_ACTIVITY LIST:_
1 - Set down, word for word, everything in the bee sting vaccine report from "Dr. Robert Heddle, lead" down to "bee sting immunotherapy.".
2 - Take the bee sting vaccine report further, picking up right after its final sentence.

_TEXT PROVIDED:_
Australian researchers successfully completed a human trial on a vaccine designed to eliminate the risk of a severe allergic reaction to European honey bee stings, according to a press release from ScienceDaily.
The vaccine used in the trial contained a unique sugar-based ingredient called an adjuvant, developed in Australia, which is designed to help the body neutralize the bee venom at a faster rate.
Dr. Nikolai Petrovsky says the adjuvant used to enhance the bee sting vaccines has now been successfully given to more than 1,000 individuals across a range of different vaccines, including in the current bee sting allergy trial.
“Our technology is like adding a turbocharger to a car, and in this case makes the bee allergy vaccine much more powerful, allowing the immune system to better neutralize the bee venom and prevent allergic symptoms,” says Dr. Petrovsky.
Dr. Robert Heddle, lead investigator in the trial, says the aim was to see whether the Advax adjuvant would safely speed up and improve bee sting immunotherapy.

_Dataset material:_
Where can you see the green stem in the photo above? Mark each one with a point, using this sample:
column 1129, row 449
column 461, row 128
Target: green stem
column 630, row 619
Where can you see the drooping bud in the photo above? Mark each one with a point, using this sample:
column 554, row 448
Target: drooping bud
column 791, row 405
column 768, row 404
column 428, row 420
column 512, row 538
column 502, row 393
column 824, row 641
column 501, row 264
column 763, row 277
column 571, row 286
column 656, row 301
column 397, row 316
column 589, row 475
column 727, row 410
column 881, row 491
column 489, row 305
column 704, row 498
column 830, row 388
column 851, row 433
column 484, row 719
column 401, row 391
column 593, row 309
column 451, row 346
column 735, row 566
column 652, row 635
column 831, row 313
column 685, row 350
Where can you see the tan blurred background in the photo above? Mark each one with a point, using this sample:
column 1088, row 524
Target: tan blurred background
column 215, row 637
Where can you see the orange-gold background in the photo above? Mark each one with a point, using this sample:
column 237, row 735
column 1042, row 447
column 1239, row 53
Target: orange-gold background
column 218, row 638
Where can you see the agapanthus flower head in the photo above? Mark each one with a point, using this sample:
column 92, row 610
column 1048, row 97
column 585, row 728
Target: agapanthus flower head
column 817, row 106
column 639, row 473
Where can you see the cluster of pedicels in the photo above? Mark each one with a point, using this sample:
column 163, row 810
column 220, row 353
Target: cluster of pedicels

_ANSWERS TO THIS EXERCISE:_
1 -
Dr. Robert Heddle, lead investigator in the trial, says the aim was to see whether the Advax adjuvant would safely speed up and improve bee sting immunotherapy.

2 -
“The results of the study were very promising, and confirmed the safety of this approach to improving bee sting immunotherapy,” says Heddle.
Dr. Anthony Smith, an investigator in the trial, says while a commercial bee venom therapy is already available, it requires patients to have more than 50 injections over a three-year period to build up their immune system.
“The current treatment option for serious bee venom allergies is lengthy and cumbersome, so I hope this enhanced bee venom therapy brings about faster, but longer-lasting protection to bee stings for allergic individuals,” comments Smith.
The Advax adjuvant was developed in Adelaide, Australia, by Vaxine Pty Ltd, and has also been used to develop vaccines for seasonal and pandemic influenza, hepatitis, malaria, Alzheimer’s disease, cancer and other diseases.